Opdracht 1: Waarom zullen sommige vastgoedbezitters volgens de tekst over box 3 bezwaar moeten maken tegen definitieve aanslagen? Leg dat uit in één tot drie zinnen.
Opdracht 2: Zet de tekst over het box 3-vermogen voort na de laatste zin.

─── Tekstfragment ───

Het gaat daarbij om het totale box 3-vermogen. Denkbaar is dus dat er bijvoorbeeld in 2022 (het enige slechte beursjaar van de afgelopen jaren) een waardedaling is van de effecten, maar dat daartegenover waardestijging van bijvoorbeeld vastgoed staat.
Verder is van belang dat geen rekening wordt gehouden met het heffingvrij vermogen. Vooral voor vastgoedbezitters is een groot nadeel dat geen rekening gehouden mag worden met onderhoudskosten. Daarover zijn al procedures bij de Europese Rechter aangekondigd, maar het zal nog jaren duren voordat duidelijk is of die goed aflopen. Vastgoedbezitters met veel onderhoudskosten zullen als het de kosten en moeite waard is bezwaar moeten maken tegen definitieve aanslagen indien het formulier OWR te weinig oplevert vanwege de niet-aftrekbaarheid van onderhoudskosten.

─── Getoonde gegevens ───

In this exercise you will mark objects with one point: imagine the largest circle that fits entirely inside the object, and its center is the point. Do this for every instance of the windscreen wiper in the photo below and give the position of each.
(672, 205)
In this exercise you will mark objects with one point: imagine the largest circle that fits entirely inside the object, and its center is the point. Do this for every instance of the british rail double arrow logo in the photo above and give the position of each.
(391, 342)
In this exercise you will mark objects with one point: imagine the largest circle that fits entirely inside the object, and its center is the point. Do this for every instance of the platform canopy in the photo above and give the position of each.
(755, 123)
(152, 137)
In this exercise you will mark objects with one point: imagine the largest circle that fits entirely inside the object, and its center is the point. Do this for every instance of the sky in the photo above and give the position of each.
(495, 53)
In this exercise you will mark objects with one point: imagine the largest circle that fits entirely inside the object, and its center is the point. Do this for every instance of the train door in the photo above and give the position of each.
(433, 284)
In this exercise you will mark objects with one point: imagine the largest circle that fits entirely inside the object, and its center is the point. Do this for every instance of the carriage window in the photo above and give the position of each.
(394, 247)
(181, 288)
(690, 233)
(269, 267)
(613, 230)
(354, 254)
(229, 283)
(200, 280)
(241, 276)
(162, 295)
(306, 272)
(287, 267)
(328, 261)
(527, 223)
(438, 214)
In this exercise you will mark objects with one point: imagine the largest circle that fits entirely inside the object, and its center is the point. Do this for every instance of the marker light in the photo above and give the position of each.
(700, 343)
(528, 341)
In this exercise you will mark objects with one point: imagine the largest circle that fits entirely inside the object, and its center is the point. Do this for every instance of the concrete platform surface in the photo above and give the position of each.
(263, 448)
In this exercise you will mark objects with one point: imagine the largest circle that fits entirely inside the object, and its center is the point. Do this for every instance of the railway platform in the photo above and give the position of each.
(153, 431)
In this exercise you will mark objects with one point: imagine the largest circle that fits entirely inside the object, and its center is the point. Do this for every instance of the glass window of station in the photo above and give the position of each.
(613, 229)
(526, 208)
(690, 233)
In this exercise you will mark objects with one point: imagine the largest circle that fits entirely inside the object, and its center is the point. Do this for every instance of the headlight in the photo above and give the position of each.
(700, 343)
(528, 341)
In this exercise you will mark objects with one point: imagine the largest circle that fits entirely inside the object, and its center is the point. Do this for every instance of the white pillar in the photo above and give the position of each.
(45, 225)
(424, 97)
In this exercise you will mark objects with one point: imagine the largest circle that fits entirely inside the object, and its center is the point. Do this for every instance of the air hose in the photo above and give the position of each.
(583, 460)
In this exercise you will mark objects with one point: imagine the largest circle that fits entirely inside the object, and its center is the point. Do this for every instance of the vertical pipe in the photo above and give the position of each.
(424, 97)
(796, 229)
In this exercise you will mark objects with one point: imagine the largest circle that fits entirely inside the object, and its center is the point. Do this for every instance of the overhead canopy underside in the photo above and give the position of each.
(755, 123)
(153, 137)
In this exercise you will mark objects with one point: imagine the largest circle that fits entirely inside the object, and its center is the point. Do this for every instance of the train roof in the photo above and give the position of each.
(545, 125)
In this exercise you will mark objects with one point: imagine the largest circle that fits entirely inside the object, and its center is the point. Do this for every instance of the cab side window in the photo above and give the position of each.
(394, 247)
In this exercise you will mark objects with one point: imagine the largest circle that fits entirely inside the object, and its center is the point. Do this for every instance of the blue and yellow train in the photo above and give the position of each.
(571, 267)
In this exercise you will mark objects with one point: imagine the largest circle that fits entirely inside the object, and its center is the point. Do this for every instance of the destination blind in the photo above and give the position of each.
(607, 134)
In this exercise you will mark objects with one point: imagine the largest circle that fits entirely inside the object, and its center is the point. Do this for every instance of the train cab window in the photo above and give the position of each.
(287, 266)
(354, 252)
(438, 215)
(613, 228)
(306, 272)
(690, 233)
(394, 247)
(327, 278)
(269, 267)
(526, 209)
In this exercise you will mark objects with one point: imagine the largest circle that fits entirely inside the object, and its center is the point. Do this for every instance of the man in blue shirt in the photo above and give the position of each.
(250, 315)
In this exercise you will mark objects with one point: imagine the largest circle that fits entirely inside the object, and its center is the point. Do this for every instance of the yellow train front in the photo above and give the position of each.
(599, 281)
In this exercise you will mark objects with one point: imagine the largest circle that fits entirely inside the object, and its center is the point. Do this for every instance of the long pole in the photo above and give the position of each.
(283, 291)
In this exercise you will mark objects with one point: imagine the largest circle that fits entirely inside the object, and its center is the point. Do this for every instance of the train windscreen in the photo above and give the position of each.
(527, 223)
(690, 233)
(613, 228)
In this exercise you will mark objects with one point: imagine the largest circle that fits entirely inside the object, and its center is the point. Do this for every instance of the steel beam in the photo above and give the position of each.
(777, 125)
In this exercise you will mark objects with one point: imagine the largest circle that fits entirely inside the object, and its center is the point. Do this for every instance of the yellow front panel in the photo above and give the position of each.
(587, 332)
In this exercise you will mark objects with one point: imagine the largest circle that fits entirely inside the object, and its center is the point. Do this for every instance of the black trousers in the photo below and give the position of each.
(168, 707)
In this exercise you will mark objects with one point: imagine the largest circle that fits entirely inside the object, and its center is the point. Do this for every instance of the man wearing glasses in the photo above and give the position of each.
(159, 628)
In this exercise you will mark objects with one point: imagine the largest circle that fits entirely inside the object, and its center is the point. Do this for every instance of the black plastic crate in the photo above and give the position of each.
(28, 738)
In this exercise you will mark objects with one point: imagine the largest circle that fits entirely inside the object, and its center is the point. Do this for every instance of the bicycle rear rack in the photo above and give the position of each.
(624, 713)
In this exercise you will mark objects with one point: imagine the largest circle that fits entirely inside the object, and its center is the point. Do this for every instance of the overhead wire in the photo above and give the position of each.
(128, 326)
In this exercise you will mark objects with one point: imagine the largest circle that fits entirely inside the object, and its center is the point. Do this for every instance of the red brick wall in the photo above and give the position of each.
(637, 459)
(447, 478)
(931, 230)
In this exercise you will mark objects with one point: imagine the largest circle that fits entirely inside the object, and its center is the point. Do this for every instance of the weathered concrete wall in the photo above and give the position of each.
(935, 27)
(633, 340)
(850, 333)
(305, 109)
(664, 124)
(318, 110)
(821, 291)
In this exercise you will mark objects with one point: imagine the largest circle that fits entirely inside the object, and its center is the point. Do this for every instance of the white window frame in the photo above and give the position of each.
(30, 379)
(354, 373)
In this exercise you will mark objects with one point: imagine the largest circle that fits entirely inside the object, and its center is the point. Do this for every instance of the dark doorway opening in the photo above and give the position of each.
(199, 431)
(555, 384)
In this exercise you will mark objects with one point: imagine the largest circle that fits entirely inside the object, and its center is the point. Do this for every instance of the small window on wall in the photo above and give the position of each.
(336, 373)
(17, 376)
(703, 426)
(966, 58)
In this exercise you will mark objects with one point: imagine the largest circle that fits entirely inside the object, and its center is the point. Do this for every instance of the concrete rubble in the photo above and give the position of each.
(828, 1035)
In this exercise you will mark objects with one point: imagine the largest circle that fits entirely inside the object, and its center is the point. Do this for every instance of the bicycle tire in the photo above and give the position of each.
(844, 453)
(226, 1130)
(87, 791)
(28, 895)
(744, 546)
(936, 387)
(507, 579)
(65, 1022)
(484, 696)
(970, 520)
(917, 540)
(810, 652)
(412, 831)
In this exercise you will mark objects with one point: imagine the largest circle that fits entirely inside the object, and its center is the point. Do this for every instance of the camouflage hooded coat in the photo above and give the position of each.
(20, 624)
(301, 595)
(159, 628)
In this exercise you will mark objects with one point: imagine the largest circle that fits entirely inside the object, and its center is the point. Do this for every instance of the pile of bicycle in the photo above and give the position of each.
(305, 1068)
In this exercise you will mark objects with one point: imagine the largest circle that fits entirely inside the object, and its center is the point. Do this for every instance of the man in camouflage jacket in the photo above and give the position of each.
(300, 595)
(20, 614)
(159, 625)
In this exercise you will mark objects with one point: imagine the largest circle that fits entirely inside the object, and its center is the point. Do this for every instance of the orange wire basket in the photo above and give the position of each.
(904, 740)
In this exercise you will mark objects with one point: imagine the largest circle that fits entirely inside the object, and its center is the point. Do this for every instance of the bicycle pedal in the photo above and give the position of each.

───

Antwoord 1: Bij het formulier OWR mag geen rekening worden gehouden met onderhoudskosten. Daardoor kan het formulier te weinig opleveren voor vastgoedbezitters met veel onderhoudskosten. Als het de kosten en moeite waard is, zullen zij daarom bezwaar moeten maken.

Antwoord 2:
Werkelijk rendement op box 3-woningen
- Voor het werkelijke rendement van woningen in box 3 moet wat de ongerealiseerde waardestijging betreft aangesloten worden bij de WOZ-waarden (hoewel de waardepeildatum altijd een jaar achterloopt). Dus de waardemutatie in 2023 is het verschil tussen de WOZ-waarde 2023 (waardepeildatum 1 januari 2022) en de WOZ-waarde 2024 (waardepeildatum 1 januari 2023).
- In een jaar waarin een box 3-woning verkocht is, wordt de waardemutatie overeenkomstig het vorige punt berekend (dus op basis van WOZ-waarden, zodat de werkelijke verkoopopbrengst voor deze berekening niet van belang is). Vervolgens wordt die mutatie tijdsevenredig toegerekend aan de verkoper en de koper. Wie op 31 maart verkoopt moet dus 3/12 van de jaarmutatie meenemen in de berekening van het werkelijke rendement in dat jaar.
- Bij de waardemutatie van woningen in box 3 op basis van de vorige punten hoeft een WOZ-waardestijging die aantoonbaar voortvloeit uit investeringen in verbeteringen of uitbreidingen niet mee te tellen.
- Er hoeft bij de berekening van het werkelijk rendement geen bijtelling wegens eigen gebruik plaats te vinden tot en met 2025. Vanaf de aangifte over 2026 moet dat wel en zijn discussies te verwachten over de hoogte van de economische huurwaarde die dan vermeld moet worden.
Indieningstermijnen
- Belastingplichtigen die het formulier zelf invullen en indienen hebben daarvoor 13 weken de tijd.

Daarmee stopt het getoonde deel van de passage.